- [Texto fornecido]:
O sangue de bandeirante parece correr na família de Vitória da Riva Carvalho. Seu pai, Ariosto da Riva, foi um dos fundadores da cidade de Alta Floresta, no extremo Norte de Mato Grosso. Para Vitória, no entanto, esse espírito levou a um pioneirismo diferente, o da conservação ambiental, da economia sustentável e do ecoturismo. Mineira de Jequitaí e dona da Reserva Natural do Patrimônio Natural (RPPN) Cristalino, ela é responsável por aquele que talvez seja o empreendimento de turismo sustentável mais bem-sucedido do Brasil: o Cristalino Jungle Lodge, um hotel de selva situado às margens do rio de mesmo nome, que, combinado com o hotel Floresta Amazônica, dentro da cidade, tornou-se o destino mais desejado dos observadores de aves que vêm do mundo inteiro conhecer a incrível biodiversidade da região amazônica. Ela combina a vida de empresária com sua vocação ambientalista. Por tudo isso, Vitória é freqüentemente convidada para fazer palestras em congressos e conferências. Falamos com ela durante o 1º Encontro Brasileiro de Observação de Aves (Avistar), em São Paulo.

- [Tarefa proposta 1]: Transcreva na íntegra o texto sobre Vitória da Riva Carvalho, sem alterar nada.

- [Trechos da listagem]:
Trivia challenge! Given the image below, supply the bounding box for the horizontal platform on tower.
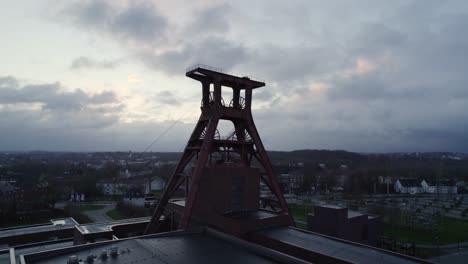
[185,64,265,89]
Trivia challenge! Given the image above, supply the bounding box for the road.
[83,203,116,222]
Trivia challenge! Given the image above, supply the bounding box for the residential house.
[421,179,458,194]
[394,179,425,194]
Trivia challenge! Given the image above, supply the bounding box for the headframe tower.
[145,65,294,235]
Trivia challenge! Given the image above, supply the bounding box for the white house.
[394,179,425,194]
[421,179,458,194]
[146,177,166,193]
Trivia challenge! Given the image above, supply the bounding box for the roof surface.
[25,230,288,264]
[257,227,424,264]
[0,217,78,238]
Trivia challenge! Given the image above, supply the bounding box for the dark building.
[307,205,383,245]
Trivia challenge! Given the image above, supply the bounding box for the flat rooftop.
[24,231,300,264]
[256,227,426,264]
[0,217,78,238]
[76,217,150,234]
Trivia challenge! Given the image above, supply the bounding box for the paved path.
[83,203,115,222]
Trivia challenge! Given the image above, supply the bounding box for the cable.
[143,108,190,153]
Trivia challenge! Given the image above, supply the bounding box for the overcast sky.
[0,0,468,152]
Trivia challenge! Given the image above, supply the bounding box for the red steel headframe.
[145,65,294,234]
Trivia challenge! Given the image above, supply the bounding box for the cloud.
[58,0,167,44]
[155,90,181,106]
[140,37,247,75]
[70,56,119,70]
[0,76,117,111]
[22,0,468,152]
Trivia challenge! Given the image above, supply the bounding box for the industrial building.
[0,65,426,264]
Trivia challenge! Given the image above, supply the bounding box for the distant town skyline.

- [Tarefa proposta 2]: Quantas linhas da listagem contêm a palavra "tower", diferenciando maiúsculas de minúsculas? Responda apenas com o número.

- [Resposta esperada 1]:
O sangue de bandeirante parece correr na família de Vitória da Riva Carvalho. Seu pai, Ariosto da Riva, foi um dos fundadores da cidade de Alta Floresta, no extremo Norte de Mato Grosso. Para Vitória, no entanto, esse espírito levou a um pioneirismo diferente, o da conservação ambiental, da economia sustentável e do ecoturismo. Mineira de Jequitaí e dona da Reserva Natural do Patrimônio Natural (RPPN) Cristalino, ela é responsável por aquele que talvez seja o empreendimento de turismo sustentável mais bem-sucedido do Brasil: o Cristalino Jungle Lodge, um hotel de selva situado às margens do rio de mesmo nome, que, combinado com o hotel Floresta Amazônica, dentro da cidade, tornou-se o destino mais desejado dos observadores de aves que vêm do mundo inteiro conhecer a incrível biodiversidade da região amazônica. Ela combina a vida de empresária com sua vocação ambientalista. Por tudo isso, Vitória é freqüentemente convidada para fazer palestras em congressos e conferências. Falamos com ela durante o 1º Encontro Brasileiro de Observação de Aves (Avistar), em São Paulo.

- [Resposta esperada 2]: 2